_TASK TO CARRY OUT:_ Copy the entries below, changing every "single dot" to "small cross" and leaving all other text as it is.

-- SOURCE RECORDS start --

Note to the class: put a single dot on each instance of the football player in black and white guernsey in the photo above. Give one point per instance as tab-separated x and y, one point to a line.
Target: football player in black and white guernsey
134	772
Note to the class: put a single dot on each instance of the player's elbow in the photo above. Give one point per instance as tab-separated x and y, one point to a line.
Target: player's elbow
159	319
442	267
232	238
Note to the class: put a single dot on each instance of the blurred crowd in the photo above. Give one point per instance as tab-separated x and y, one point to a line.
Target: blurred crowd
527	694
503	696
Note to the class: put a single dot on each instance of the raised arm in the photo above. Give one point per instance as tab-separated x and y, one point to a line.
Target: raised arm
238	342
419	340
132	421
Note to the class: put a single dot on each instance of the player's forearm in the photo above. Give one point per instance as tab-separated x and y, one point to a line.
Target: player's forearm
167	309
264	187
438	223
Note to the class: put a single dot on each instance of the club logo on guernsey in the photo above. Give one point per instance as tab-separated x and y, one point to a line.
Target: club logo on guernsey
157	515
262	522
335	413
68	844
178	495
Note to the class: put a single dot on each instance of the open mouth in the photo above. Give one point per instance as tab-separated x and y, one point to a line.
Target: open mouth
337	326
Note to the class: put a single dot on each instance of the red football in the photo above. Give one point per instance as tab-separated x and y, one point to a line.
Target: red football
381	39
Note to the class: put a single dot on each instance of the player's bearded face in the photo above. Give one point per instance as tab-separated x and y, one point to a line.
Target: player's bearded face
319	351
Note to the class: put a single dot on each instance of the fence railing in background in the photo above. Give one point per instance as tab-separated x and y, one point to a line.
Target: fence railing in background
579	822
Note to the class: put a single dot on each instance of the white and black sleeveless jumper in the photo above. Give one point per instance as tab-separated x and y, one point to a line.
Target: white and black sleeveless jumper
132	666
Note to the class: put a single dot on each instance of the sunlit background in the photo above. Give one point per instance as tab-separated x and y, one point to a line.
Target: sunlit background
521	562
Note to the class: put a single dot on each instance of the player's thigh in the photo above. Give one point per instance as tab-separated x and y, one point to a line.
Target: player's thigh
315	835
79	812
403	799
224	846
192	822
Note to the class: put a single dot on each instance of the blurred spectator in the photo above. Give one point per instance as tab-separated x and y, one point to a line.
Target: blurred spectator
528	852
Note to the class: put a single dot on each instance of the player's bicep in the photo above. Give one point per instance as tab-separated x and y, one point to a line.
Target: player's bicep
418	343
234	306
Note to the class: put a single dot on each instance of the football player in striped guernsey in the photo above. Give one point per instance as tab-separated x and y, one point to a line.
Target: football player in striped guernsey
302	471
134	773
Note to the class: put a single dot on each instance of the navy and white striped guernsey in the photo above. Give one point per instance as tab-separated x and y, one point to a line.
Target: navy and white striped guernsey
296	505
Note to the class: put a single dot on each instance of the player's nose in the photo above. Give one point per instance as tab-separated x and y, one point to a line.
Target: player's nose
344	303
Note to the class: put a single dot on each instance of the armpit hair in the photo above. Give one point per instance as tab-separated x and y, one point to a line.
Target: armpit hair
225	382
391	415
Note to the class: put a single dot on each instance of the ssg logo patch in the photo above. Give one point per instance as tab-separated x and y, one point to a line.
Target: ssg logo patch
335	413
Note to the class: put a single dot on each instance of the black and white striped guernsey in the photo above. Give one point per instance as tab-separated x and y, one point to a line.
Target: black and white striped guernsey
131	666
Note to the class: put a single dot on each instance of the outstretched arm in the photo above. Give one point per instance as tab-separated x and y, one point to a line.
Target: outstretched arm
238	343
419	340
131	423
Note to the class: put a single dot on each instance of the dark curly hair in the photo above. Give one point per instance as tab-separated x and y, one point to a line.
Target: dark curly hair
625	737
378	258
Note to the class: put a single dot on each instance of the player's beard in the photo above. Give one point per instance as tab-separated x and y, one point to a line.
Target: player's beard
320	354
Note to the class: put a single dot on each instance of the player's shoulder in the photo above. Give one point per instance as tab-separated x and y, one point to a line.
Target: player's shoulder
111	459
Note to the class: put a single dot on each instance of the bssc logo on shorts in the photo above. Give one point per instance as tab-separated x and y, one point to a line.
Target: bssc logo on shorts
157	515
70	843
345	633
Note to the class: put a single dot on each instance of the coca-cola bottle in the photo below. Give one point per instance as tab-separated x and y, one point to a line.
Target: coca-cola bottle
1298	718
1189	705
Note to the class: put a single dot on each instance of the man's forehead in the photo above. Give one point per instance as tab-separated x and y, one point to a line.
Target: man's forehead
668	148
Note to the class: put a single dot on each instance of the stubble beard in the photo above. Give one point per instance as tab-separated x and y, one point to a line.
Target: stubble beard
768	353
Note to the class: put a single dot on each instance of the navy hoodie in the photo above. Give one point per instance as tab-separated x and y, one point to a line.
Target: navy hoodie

-- SOURCE RECORDS end --

_ANSWER TO THIS TASK:_
Note to the class: put a small cross on each instance of the football player in black and white guernsey in the photo above. Give one point per instance as tab-separated x and y, one point to a line.
Target: football player in black and white guernsey
134	772
Note to the class: put a small cross on each instance of the player's elbow in the photo above. Give one point per instance as tab-separated x and y, one point to a line.
Target: player's elbow
159	319
442	267
232	238
Note to the class: put a small cross on each instance of the blurred crowd in the photo above. Give one point per instance as tab-separated x and y, one point to a line.
Target: blurred crowd
527	694
503	696
Note to the class: put a small cross on each instance of the raised arm in the photo above. Give one point per instance as tab-separated x and y, one point to a line.
Target: raised arm
238	342
419	340
132	421
Note to the class: put a small cross on each instance of the player's forearm in the photo above. Give one point per instance as tab-separated x and y, one point to a line.
Target: player's forearm
167	309
264	187
438	223
Note to the class: put a small cross on each instance of the club logo on guernsey in the photo above. Give one point per instance as tab-separated x and y, one point to a line.
Target: club logo on guernsey
157	515
262	522
335	413
68	844
178	495
Note to the class: put a small cross on each instance of the open mouth in the photo above. Give one point per instance as tab-separated x and y, one point to a line.
Target: open mouth
337	326
Note to the class: put a small cross on each instance of the red football in the photo above. Give one point per instance as tab-separated x and y, one point to a line.
Target: red football
381	39
Note to the class: put a small cross on each instance of the player's bearded face in the photo above. Give one point per instance as tab-separated x and y, one point to a line.
Target: player's bearded face
319	351
Note to the class: put a small cross on each instance of the fence railing in background in the photo above. Give one point per instance as tab-separated x and y, one point to a line.
Target: fence railing in background
579	822
Note to the class: put a small cross on each instance of the white and black sleeveless jumper in the photo above. Give one point per instance as tab-separated x and y, one point to a line.
Target: white and black sleeveless jumper
132	666
Note to the class: put a small cross on each instance of the sunlit background in the photo above. Give one point per instance as tab-separated x and y, one point to a line.
Target: sunlit background
521	562
Note to the class: put a small cross on each instance of the player's thigh in the photo above. Give one point per instance as tab-separated x and y, one point to a line.
Target: player's thigh
315	835
79	812
403	799
224	846
192	822
Note to the class: put a small cross on each instance of the blurred spectator in the photo above. Give one point per instance as tab-separated x and y, one point to a line.
Target: blurred spectator
528	852
Note to the class: put a small cross on each instance of the player's bicep in the photo above. Give one point per instance as tab-separated x and y, one point to a line.
Target: player's bicep
418	343
234	306
Note to the class: put a small cross on each instance of the football player in striped guernsey in the photo above. Give one point per instance as tab-separated x and y, one point to a line.
Target: football player in striped guernsey
302	471
134	773
Note to the class: put a small cross on each instance of the navy and white striped guernsey in the photo above. Give one point per instance as tab-separated x and y, one point to a line.
Target: navy and white striped guernsey
296	505
Note to the class: put a small cross on each instance of the player's nose in the photo above. Give one point per instance as tab-separated x and y, one point to a line.
Target: player's nose
344	303
Note to the class: put a small cross on each instance of the armpit hair in the photo above. Give one point per instance as tab-separated x and y, one point to a line.
Target: armpit hair
225	382
391	415
Note to the class: put a small cross on each instance of the ssg logo patch in the photo above. Give one point per instance as tab-separated x and y, one point to a line.
Target: ssg logo patch
335	413
Note to the class: put a small cross on each instance of the black and white striped guernsey in the photo above. Give one point per instance as tab-separated x and y, one point to a line.
Target: black and white striped guernsey
131	666
Note to the class: put a small cross on each instance of the outstretched arm in the photo above. Give one point per instance as tab-separated x and y, one point to a line.
Target: outstretched arm
238	343
419	340
131	423
Note to the class: put a small cross on each instance of the dark curly hair in the photo above. Give one point per instance as tab-separated x and y, one point to a line.
Target: dark curly hair
625	737
378	258
Note to the class: put a small cross on each instance of the player's beard in the photo above. Give one point per instance as tab-separated x and y, one point to a line.
Target: player's beard
320	354
Note to the class: put a small cross on each instance of the player's shoulder in the photo above. Give one point per instance as tab-separated x and y, one point to a line.
Target: player's shoulder
111	459
Note to the class: put a small cross on each instance of the bssc logo on shorts in the photo above. Give one point per instance as tab-separated x and y, one point to a line.
Target: bssc logo on shorts
157	515
70	843
345	633
Note to the class: put a small cross on each instance of the coca-cola bottle in the photo below. Give one point per instance as tab-separated x and y, one point to a line.
Target: coca-cola bottle
1298	718
1189	705
Note to the class: put a small cross on each instance of the man's forehead in the photo above. Give one point per instance as tab-separated x and y, one point to a line.
Target: man's forehead
668	148
Note to the class: put a small cross on each instance of the stubble beard in the photo above. Give one point per instance as tab-separated x and y, one point to a line.
Target: stubble beard
768	353
Note to the class: put a small cross on each instance of the navy hoodie in the photo above. Give one point per instance as tab-separated x and y, one point to a line.
Target: navy hoodie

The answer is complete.